===== Kutipan Sumber =====

MEMAHAMI BID'AH

 

Memahami Perbuatan Bid’ah

عَنْ أُمِّ الْمُؤْمِنِيْنَ أُمِّ عَبْدِ اللهِ عَائِشَةَ رَضِيَ اللهُ عَنْهَا قَالَتْ : قَالَ رَسُوْلُ الله صلى الله عليه وسلم : مَنْ أَحْدَثَ فِي أَمْرِنَا هَذَا مَا لَيْسَ مِنْهُ فَهُوَ  رَدٌّ.   [رواه البخاري ومسلم وفي رواية لمسلم : مَنْ عَمِلَ عَمَلاً لَيْسَ عَلَيْهِ أَمْرُنَا فَهُوَ رَدٌّ ]

 

Terjemah hadits / ترجمة الحديث :

Dari Ummul Mu’minin; Ummu Abdillah; Aisyah radhiallahuanha dia berkata : Rasulullah Shallallahu’alaihi wasallam bersabda : Siapa yang mengada-ada dalam urusan (agama) kami ini yang bukan (berasal) darinya), maka dia tertolak. (Riwayat Bukhori dan Muslim), dalam riwayat Muslim disebutkan: siapa yang melakukan suatu perbuatan (ibadah) yang bukan urusan (agama) kami, maka dia tertolak.

Pelajaran yang terdapat dalam hadits / الفوائد من الحديث :

Secara syara’, bid’ah adalah segala sesuatu yang dilakukan tanpa ada contoh sebelumnya. Semua amal atau perbuatan yang tidak disebutkan dalam perintah agama, kemuadian itu dianggap sebagai perintah agama, maka amal atau perbuatan tersebut ditolak. Hadis ini sharih (terang-terangan) menolak terhadap perbuatan bid’ah. Akan tetapi, menurut madzhab Ahlis Sunnah Wal-Jamaah, bid’ah yang ditolak adalah bid’ah sayyiah. Ini bisa dibuktikan, karena ternyata para sahabat Nabi juga banyak yang melaksanakan perbuatan serta membuat kebijakan yang tidak pernah ada pada waktu Rasulullah SAW. Masih hidup. Misalnya usaha membukukan Al-Quran, menambah jumlah adzan  menjadi dua kali pada hari jumat, shalat tarawikh secara berjamaah sebulan penuh, dan masih banyak lagi hasil ijtihad para sahabat yang ternyata tidak pernah ada pada masa Rasulullah SAW. Keterangan ini sebagaimana dijelaskan oleh KH. Muhyiddin Abdussomad dalam buku Fiqh Tradisional.

===== Daftar Data =====

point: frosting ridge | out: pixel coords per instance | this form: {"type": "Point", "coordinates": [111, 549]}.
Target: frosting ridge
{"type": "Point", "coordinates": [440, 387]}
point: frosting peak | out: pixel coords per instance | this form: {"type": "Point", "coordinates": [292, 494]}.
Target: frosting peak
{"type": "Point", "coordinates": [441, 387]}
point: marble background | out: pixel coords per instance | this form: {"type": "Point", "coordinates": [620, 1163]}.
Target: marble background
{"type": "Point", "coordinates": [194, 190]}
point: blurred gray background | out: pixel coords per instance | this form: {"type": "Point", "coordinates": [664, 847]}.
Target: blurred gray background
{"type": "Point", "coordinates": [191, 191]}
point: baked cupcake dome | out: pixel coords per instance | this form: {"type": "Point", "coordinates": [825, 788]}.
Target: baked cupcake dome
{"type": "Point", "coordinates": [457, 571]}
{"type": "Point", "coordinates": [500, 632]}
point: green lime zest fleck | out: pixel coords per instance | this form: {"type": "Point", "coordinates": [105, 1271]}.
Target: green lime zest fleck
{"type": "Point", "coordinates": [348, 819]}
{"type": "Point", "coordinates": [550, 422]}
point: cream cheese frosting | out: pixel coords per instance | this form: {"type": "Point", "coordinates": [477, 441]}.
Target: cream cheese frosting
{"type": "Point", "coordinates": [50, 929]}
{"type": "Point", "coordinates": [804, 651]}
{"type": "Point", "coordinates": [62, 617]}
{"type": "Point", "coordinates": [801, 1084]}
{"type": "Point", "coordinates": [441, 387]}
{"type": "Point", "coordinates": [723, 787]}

=====
===== Daftar Data =====

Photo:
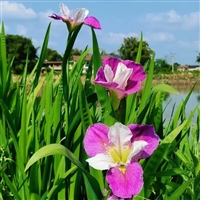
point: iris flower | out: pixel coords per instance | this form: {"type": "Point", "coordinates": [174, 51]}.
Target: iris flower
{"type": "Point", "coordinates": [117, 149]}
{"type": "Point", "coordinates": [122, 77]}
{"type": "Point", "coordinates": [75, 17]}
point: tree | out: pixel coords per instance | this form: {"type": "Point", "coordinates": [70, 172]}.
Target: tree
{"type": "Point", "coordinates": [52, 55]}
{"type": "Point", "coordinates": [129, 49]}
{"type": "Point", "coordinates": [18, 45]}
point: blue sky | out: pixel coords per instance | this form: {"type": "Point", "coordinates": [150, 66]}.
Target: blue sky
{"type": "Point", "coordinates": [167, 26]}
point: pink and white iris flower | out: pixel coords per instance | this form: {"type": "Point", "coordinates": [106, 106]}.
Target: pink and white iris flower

=====

Tugas yang Dikerjakan —
A) Terjemahkan kalimat dari kutipan sumber berikut ke dalam bahasa Inggris: "Hadis ini sharih (terang-terangan) menolak terhadap perbuatan bid’ah."
B) Tuliskan kembali bagian kutipan sumber yang dimulai pada "Memahami Perbuatan Bid’ah" dan berakhir pada "kami, maka dia tertolak.", lalu gantilah "tertolak" dengan "ditolak".

Jawaban Setiap Tugas —
A) This hadith explicitly (openly) rejects acts of bid’ah.

B)
Memahami Perbuatan Bid’ah

عَنْ أُمِّ الْمُؤْمِنِيْنَ أُمِّ عَبْدِ اللهِ عَائِشَةَ رَضِيَ اللهُ عَنْهَا قَالَتْ : قَالَ رَسُوْلُ الله صلى الله عليه وسلم : مَنْ أَحْدَثَ فِي أَمْرِنَا هَذَا مَا لَيْسَ مِنْهُ فَهُوَ  رَدٌّ.   [رواه البخاري ومسلم وفي رواية لمسلم : مَنْ عَمِلَ عَمَلاً لَيْسَ عَلَيْهِ أَمْرُنَا فَهُوَ رَدٌّ ]

 

Terjemah hadits / ترجمة الحديث :

Dari Ummul Mu’minin; Ummu Abdillah; Aisyah radhiallahuanha dia berkata : Rasulullah Shallallahu’alaihi wasallam bersabda : Siapa yang mengada-ada dalam urusan (agama) kami ini yang bukan (berasal) darinya), maka dia ditolak. (Riwayat Bukhori dan Muslim), dalam riwayat Muslim disebutkan: siapa yang melakukan suatu perbuatan (ibadah) yang bukan urusan (agama) kami, maka dia ditolak.